>> begin Record set
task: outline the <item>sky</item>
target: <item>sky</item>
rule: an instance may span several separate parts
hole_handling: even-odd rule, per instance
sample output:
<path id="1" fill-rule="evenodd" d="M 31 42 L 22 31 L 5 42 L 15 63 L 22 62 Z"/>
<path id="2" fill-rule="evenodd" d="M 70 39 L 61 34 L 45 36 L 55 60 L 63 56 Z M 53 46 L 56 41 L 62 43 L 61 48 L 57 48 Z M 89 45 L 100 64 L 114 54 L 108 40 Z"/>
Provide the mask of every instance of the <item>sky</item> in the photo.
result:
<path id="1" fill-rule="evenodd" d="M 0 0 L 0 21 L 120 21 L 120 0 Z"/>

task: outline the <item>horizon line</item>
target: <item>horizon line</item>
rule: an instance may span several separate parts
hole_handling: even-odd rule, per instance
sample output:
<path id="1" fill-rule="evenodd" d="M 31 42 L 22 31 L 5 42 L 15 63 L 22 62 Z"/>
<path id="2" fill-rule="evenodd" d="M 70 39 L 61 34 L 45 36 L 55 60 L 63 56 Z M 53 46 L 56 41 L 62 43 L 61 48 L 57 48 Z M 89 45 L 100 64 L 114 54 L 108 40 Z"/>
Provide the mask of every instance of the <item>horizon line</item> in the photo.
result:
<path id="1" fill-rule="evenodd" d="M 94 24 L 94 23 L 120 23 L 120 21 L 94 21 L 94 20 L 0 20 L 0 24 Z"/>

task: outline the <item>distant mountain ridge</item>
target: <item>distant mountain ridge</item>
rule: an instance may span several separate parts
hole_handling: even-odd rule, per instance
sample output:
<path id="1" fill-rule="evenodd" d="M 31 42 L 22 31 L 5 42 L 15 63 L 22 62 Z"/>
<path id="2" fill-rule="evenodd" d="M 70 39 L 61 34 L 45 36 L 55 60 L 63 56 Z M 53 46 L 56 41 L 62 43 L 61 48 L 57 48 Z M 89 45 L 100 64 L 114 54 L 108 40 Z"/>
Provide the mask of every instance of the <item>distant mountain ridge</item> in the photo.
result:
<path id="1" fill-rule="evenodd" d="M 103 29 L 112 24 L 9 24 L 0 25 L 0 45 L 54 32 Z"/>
>> end Record set
◆ Set exercise
Write out all of the records again, putting "waterline" wherever "horizon line" occurs and leaving everything else the same.

◆ Task response
task: outline the <item>sky</item>
target: <item>sky</item>
rule: an instance may span several separate parts
hole_handling: even-odd rule, per instance
sample output:
<path id="1" fill-rule="evenodd" d="M 31 42 L 22 31 L 5 42 L 15 63 L 22 62 Z"/>
<path id="2" fill-rule="evenodd" d="M 70 39 L 61 34 L 45 36 L 55 60 L 63 56 Z M 53 46 L 56 41 L 62 43 L 61 48 L 57 48 Z M 89 45 L 100 64 L 114 54 L 108 40 Z"/>
Provide the mask of every instance of the <item>sky</item> in the photo.
result:
<path id="1" fill-rule="evenodd" d="M 0 0 L 0 21 L 120 21 L 120 0 Z"/>

task: outline the <item>waterline</item>
target: <item>waterline</item>
rule: an instance may span several separate parts
hole_handling: even-odd rule, per instance
sample output:
<path id="1" fill-rule="evenodd" d="M 31 42 L 22 31 L 5 42 L 15 63 L 22 62 Z"/>
<path id="2" fill-rule="evenodd" d="M 70 39 L 61 34 L 45 36 L 55 60 L 63 56 Z M 53 46 L 56 41 L 62 43 L 61 48 L 57 48 Z M 89 45 L 100 64 L 114 54 L 108 40 Z"/>
Provide the mask of every instance of the <item>waterline</item> in the photo.
result:
<path id="1" fill-rule="evenodd" d="M 94 24 L 94 23 L 120 23 L 120 21 L 94 21 L 94 20 L 0 20 L 0 24 Z"/>

task: outline the <item>distant mountain ridge</item>
target: <item>distant mountain ridge</item>
rule: an instance may span several separate parts
hole_handling: even-odd rule, per instance
sample output:
<path id="1" fill-rule="evenodd" d="M 31 42 L 22 31 L 5 42 L 15 63 L 22 62 Z"/>
<path id="2" fill-rule="evenodd" d="M 70 39 L 61 34 L 45 36 L 55 60 L 63 56 Z M 53 46 L 56 41 L 62 43 L 61 48 L 57 48 Z M 89 45 L 100 64 L 114 54 L 108 40 Z"/>
Provide the mask of every instance of the <item>distant mountain ridge</item> in the photo.
result:
<path id="1" fill-rule="evenodd" d="M 103 29 L 112 24 L 9 24 L 0 25 L 0 45 L 54 32 Z"/>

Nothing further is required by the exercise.